Work to complete:
• 1. Can you copy the article about the book "Dying to be Seen" from "A former nurse" to "to restore it."?
• 2. Do these statements agree with the article about the book "Dying to be Seen"? (a) Catherine MacNeil started her career as a Registered Nurse in 1976. (b) MacNeil retired in 2010. (c) The book runs to 372 pages.
• 3. Can you resume the article about the book "Dying to be Seen" after its last sentence?

Exercise passage:
---+---

Must-read: “Dying to be Seen”

A former nurse and union activist has drawn on her decades of experience in the sector and written a book the chronicles the systematic dismantling of the public health care system, and what we must do to restore it.

Catherine MacNeil began her career as a Registered Nurse in 1976, and was a member of the NSGEU, serving as both a Shop Steward and Vice President of her local over the years. She went on to work in health administration, helping to manage a busy emergency department, then co-managing a long-term care facility before she retired in 2016. She currently teaches Continuing Care Assistants at a career college and supervises their clinical placements within long-term care. On top of that work, MacNeil has spent the last seven years researching and writing about the ongoing attack on our public health care system.

The final product of those efforts is “Dying to be Seen: The Race to Save Canadian Medicare,” a 372-page read that outlines how we got to this point, and what evidence-based action is needed to save our public health care system. It was published in January, around the same time as Allison Holthoff and Charlene Snow’s deaths were reported in the media.

---+---

Record set:
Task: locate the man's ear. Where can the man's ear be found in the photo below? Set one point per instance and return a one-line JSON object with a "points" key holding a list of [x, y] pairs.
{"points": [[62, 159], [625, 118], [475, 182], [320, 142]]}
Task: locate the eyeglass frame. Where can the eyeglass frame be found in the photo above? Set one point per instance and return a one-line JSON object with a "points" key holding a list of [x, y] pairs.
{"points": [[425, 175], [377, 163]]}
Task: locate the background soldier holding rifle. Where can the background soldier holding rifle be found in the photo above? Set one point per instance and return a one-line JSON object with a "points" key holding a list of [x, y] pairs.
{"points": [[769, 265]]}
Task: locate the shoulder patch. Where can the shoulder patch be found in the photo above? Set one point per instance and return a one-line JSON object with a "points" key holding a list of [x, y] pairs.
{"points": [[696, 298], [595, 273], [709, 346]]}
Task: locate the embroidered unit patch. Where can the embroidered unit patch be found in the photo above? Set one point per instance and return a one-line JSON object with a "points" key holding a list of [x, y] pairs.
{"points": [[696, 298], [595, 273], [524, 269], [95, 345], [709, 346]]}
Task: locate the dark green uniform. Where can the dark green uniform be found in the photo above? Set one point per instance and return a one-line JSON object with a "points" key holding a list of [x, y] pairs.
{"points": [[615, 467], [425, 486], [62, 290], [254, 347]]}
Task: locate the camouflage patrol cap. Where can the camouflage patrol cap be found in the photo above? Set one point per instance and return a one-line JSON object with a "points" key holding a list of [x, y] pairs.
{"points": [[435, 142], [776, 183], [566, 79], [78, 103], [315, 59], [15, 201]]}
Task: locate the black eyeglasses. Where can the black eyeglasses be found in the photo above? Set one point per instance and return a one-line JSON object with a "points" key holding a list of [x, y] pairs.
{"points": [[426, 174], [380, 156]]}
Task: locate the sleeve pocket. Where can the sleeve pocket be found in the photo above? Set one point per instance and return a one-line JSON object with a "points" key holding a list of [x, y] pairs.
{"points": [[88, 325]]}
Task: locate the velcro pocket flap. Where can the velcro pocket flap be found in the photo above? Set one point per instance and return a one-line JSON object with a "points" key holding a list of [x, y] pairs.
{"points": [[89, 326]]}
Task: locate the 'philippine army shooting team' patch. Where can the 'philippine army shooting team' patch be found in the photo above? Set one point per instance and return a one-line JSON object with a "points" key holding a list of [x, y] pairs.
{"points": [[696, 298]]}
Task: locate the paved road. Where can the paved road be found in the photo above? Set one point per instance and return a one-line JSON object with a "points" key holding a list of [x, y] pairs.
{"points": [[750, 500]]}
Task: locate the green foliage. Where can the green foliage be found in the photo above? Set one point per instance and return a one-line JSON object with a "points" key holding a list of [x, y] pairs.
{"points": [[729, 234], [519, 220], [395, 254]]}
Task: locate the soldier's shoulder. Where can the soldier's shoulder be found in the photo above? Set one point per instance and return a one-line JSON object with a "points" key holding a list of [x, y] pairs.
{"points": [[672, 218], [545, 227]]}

---+---

Expected responses:
• 1.
A former nurse and union activist has drawn on her decades of experience in the sector and written a book the chronicles the systematic dismantling of the public health care system, and what we must do to restore it.

• 2.
(a) Yes: "began her career as a Registered Nurse in 1976"
(b) No: "before she retired in 2016"
(c) Yes: "a 372-page read"

• 3.
As someone who held a variety of different positions within the healthcare system – bedside nurse, manager, administrator, and now, a teaching role – MacNeil was able to draw on those first-hand experiences when writing.

While MacNeil says there have always been “peaks and valleys” in our health care system, things have consistently declined since the cuts in the 90s. She recalls realizing what budgetary cutbacks really meant for care when she was working as a nurse in day surgery, and patients were suddenly required to come in as out-patients for testing prior to their procedure, and then come in the day-of their surgery:

“Somebody who’s 23 and having an ACL repair, does that person need to come in the day before and take up a bed? Probably not. But before I left the bedside, I had a couple who were 85 – he was having a hip or something done, he was first case (of the day), and they … had to get up at like 3 a.m. in the dead of winter and drive to the Halifax Infirmary. They weren’t familiar with driving, they got kind of confused about parking, this little old couple, and I thought, ‘this is the story of slashing services. It never just ends at the 23-year-old. It just goes on, and on, and on.’”
From there, things have gotten progressively worse. MacNeil was a manager in the emergency department when Dr. John Ross called a Code Orange – a call that’s normally reserved for an external disaster. While that move briefly got the attention of politicians and media, it eventually quieted down, although its clearly raised its head once again.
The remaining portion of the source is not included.